** Start of Stored data **

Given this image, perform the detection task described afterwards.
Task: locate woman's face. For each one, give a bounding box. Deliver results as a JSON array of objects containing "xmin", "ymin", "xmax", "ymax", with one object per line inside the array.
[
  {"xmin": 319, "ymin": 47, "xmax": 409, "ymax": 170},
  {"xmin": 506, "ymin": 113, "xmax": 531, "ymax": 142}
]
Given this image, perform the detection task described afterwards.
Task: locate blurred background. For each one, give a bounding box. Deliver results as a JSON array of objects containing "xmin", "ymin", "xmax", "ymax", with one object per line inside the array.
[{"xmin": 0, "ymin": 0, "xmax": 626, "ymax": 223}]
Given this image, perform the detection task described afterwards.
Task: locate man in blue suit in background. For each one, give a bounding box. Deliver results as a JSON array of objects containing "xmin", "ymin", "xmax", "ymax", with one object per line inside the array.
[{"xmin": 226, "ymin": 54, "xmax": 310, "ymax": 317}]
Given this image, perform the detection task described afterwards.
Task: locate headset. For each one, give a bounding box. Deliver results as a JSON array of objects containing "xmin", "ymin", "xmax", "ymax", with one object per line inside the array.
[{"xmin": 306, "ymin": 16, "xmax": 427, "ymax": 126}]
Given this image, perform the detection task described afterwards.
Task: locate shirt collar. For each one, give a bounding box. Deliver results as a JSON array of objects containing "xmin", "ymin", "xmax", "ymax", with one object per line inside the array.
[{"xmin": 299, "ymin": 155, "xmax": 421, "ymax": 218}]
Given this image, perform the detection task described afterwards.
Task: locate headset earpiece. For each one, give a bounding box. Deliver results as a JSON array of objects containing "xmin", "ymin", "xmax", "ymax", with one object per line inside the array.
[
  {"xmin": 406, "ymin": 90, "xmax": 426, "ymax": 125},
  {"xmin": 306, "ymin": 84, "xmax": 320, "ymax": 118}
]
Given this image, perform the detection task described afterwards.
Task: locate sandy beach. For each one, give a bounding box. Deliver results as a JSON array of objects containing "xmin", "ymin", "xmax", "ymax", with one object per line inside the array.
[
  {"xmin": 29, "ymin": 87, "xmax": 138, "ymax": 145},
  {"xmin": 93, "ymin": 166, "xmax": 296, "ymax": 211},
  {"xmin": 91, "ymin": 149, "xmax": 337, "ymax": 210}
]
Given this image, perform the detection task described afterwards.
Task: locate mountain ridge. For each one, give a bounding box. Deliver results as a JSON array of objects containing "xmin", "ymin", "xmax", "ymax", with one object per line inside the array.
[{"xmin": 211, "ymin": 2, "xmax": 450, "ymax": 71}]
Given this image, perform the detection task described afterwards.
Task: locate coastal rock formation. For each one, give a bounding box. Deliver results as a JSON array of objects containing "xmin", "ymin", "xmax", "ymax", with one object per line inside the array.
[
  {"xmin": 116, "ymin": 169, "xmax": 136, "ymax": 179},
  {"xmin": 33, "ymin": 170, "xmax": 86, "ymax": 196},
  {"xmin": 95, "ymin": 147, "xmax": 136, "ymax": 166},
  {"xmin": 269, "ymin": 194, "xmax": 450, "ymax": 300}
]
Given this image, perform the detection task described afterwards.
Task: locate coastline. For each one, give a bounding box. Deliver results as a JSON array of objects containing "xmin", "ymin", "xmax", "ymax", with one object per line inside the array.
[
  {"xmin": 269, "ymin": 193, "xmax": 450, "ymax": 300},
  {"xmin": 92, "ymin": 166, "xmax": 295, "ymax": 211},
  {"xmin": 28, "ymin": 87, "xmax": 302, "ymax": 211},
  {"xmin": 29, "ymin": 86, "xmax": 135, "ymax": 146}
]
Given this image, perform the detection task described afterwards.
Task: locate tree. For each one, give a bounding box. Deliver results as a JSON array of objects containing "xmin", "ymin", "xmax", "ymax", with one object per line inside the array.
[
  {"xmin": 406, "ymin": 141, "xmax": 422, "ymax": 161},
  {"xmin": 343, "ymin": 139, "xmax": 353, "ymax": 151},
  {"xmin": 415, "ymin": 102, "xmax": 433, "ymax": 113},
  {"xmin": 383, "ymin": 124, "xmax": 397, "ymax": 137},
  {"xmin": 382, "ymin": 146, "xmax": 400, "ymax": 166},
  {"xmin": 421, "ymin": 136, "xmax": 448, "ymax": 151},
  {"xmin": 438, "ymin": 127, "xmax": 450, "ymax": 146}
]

** End of Stored data **

### Aim of the task
Count the lines in the material above that contain the word "blue", and reply with the number alone.

### Task response
1